Kaynak metin:
▼

Kadınların toplumdaki ve ailedeki rollerinin değişmesinin de demografik yapıyı etkilediğine değinen Gökçe, kadınların artık daha özgür olduğunu ve eskisi gibi şiddete ve ayrımcılığa göz yummadıklarını belirtti. Gökçe, bu değişimin kadınların ekonomik bağımsızlıklarını artırdığını ve aile yapısının dönüşümünde önemli bir rol oynadığını ifade etti:

"Kadın daha özgürleşti. Kadın artık eskisi gibi gördüğü şiddete bir bölümü açısından söylüyorum; seyirci kalmamaya, ayrımcılığa seyirci kalmamaya başladı. Ve ‘ben ayaklarımın üstünde dururum, kendi yaşamımı sürdürürüm’ demeye başladı."

‘Kadınlar artık sosyal haklarından haberdar’

İPA başkanı Buğra Gökçe, kadınların ekonomik bağımsızlıklarını kazanmasının, boşanma oranlarının artmasına ve doğum oranlarının düşmesine neden olduğunu belirtti. Ayrıca, bilgi teknolojilerinin yaygınlaşmasıyla birlikte, kadınların dünya genelindeki sosyal hareketlerden ve hak mücadelelerinden daha fazla haberdar olduklarını ve bu durumun da davranışlarını etkilediğini söyledi:

"Yirmi sene önce internetin bu kadar yaygın olmadığı, sosyal medya ağlarının bu kadar popüler olmadığı bir durumda, dünyada ne olduğunu, bir başka kadının ne yaşadığını göremeyen kadın, şimdi bunları da görüyor. Dolayısıyla bu onun hareket biçimini de, bu onun davranış biçimini de belirliyor."

Gökçe, kadınların daha az çocuk yapma eğiliminde olmasının ekonomik sebeplerle de ilişkili olduğunu vurguladı. Kadınların, çocuk yetiştirmenin getirdiği mali yükler ve kariyer hedefleri nedeniyle daha az çocuk sahibi olmayı tercih ettiklerini belirtti:

"Kadınların ekonomik bağımsızlıklarını kazanması ve kariyer hedefleri, daha az çocuk yapma eğilimlerini artırıyor. Ayrıca, çocuk yetiştirmenin getirdiği mali yükler de bu kararı etkiliyor."

İPA Başkanı Buğra Gökçe, kadınların toplumdaki ve ailedeki rollerinin değişmesinin, İstanbul'un demografik yapısındaki dönüşümü hızlandırdığını ve bu durumun uzun vadede sosyal ve ekonomik politikalarda köklü değişiklikler gerektireceğini ifade etti.

▲

Verilen bilgiler:
▼

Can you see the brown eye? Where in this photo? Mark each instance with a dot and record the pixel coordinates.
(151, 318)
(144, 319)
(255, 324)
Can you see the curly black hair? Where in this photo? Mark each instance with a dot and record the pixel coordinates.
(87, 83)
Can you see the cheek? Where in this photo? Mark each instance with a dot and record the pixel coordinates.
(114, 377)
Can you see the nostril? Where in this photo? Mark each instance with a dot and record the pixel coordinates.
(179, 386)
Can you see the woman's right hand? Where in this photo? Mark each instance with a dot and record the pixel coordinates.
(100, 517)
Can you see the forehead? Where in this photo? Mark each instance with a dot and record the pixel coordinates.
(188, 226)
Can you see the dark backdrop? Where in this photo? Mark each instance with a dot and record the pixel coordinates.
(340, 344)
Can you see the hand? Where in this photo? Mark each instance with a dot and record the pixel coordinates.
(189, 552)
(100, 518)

▲
▼

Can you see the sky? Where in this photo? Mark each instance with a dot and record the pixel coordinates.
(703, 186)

▲
▼

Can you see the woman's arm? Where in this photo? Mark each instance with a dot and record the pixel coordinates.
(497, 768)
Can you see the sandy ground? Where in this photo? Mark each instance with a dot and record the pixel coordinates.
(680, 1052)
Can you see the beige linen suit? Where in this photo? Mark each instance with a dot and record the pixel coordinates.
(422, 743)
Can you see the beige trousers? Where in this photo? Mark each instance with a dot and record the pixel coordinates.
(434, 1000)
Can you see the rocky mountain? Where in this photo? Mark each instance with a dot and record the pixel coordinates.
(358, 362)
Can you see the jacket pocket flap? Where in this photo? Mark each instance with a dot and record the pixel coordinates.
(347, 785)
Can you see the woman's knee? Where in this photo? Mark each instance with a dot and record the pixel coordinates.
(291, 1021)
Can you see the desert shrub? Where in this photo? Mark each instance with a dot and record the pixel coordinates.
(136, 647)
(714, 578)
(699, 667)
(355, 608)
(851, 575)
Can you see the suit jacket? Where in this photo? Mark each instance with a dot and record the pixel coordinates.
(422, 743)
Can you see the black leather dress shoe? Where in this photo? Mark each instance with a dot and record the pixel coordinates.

▲

Alıştırma görevleri:
A: Metne göre Gökçe, kadınların ekonomik bağımsızlıklarını kazanmasının hangi iki sonuca yol açtığını söylüyor?
B: Metinde "İPA Başkanı Buğra Gökçe, kadınların toplumdaki" sözcüklerinden "gerektireceğini ifade etti." sözcüklerine kadar olan kısmı aynen yazın.
Öğelerin bu çalışmada hiçbir işlevi yok.

Cevap listesi:
A: Boşanma oranlarının artmasına ve doğum oranlarının düşmesine.

B:
İPA Başkanı Buğra Gökçe, kadınların toplumdaki ve ailedeki rollerinin değişmesinin, İstanbul'un demografik yapısındaki dönüşümü hızlandırdığını ve bu durumun uzun vadede sosyal ve ekonomik politikalarda köklü değişiklikler gerektireceğini ifade etti.